__Aim__
How many lines in the rows below contain the string "Target"? Reply with the number alone.

——————

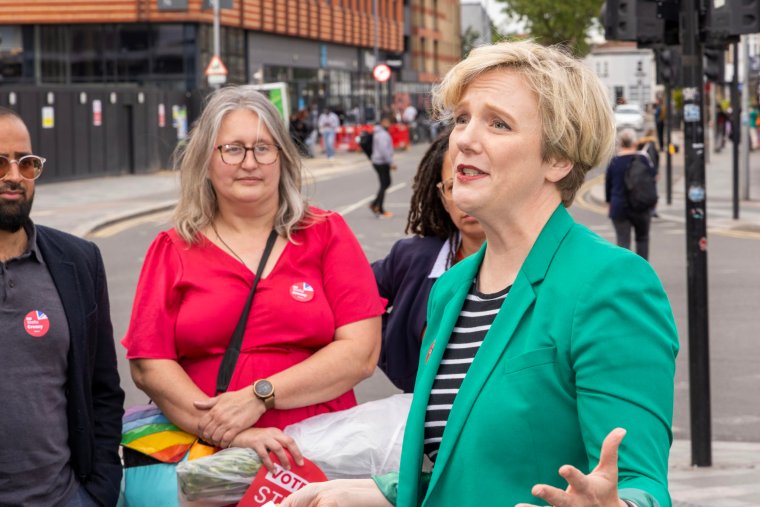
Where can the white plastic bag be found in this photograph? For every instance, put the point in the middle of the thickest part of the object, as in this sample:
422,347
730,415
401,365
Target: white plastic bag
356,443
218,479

——————

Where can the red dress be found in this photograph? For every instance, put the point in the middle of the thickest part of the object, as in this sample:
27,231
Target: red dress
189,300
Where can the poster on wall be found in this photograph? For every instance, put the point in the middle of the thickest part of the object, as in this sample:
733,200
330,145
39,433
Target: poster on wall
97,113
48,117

——————

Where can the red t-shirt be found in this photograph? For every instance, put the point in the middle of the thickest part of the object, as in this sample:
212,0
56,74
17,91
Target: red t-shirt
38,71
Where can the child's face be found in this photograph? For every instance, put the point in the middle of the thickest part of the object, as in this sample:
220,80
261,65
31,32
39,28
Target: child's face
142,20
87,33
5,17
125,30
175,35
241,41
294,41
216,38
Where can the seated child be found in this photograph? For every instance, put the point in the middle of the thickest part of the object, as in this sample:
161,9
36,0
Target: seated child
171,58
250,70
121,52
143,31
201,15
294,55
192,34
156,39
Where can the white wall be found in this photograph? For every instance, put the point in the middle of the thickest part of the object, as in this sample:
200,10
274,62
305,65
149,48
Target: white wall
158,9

——————

__Task response__
7